* Task statement:
Please extract every line of the records below that contains the string "hoodie", treating uppercase and lowercase as different.

Outline records for named regions:
_ _ _ _ _
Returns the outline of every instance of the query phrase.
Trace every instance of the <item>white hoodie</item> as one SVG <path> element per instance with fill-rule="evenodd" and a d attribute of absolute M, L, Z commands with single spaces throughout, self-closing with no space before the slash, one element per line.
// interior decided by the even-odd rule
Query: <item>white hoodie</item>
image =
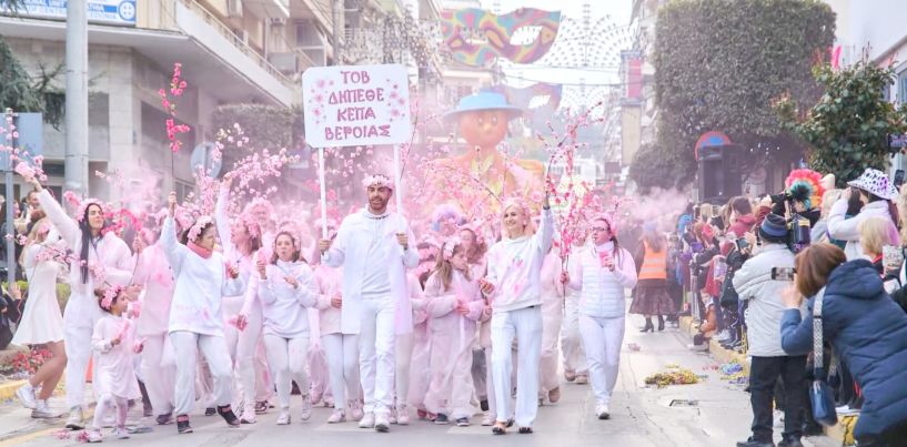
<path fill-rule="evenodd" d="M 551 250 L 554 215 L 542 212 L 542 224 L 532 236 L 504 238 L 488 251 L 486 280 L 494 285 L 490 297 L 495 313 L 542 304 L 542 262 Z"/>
_ _ _ _ _
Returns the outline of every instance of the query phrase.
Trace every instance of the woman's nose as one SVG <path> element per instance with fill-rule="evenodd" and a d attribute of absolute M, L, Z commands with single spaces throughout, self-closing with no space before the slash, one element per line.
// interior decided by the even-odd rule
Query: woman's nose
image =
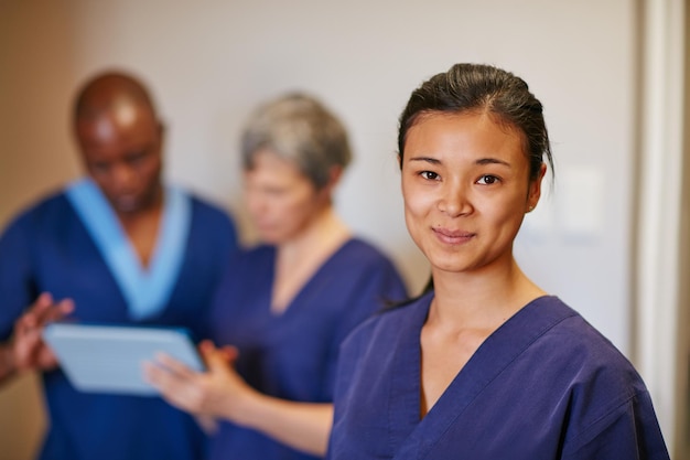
_ _ _ _ _
* Correct answer:
Trace every instance of the <item>white hoodie</item> as one SVG <path> element per instance with fill-rule="evenodd" and a d attribute of absolute M, L, Z commands with single spaces throughout, self-closing with no space before the slash, one element per line.
Query: <item>white hoodie</item>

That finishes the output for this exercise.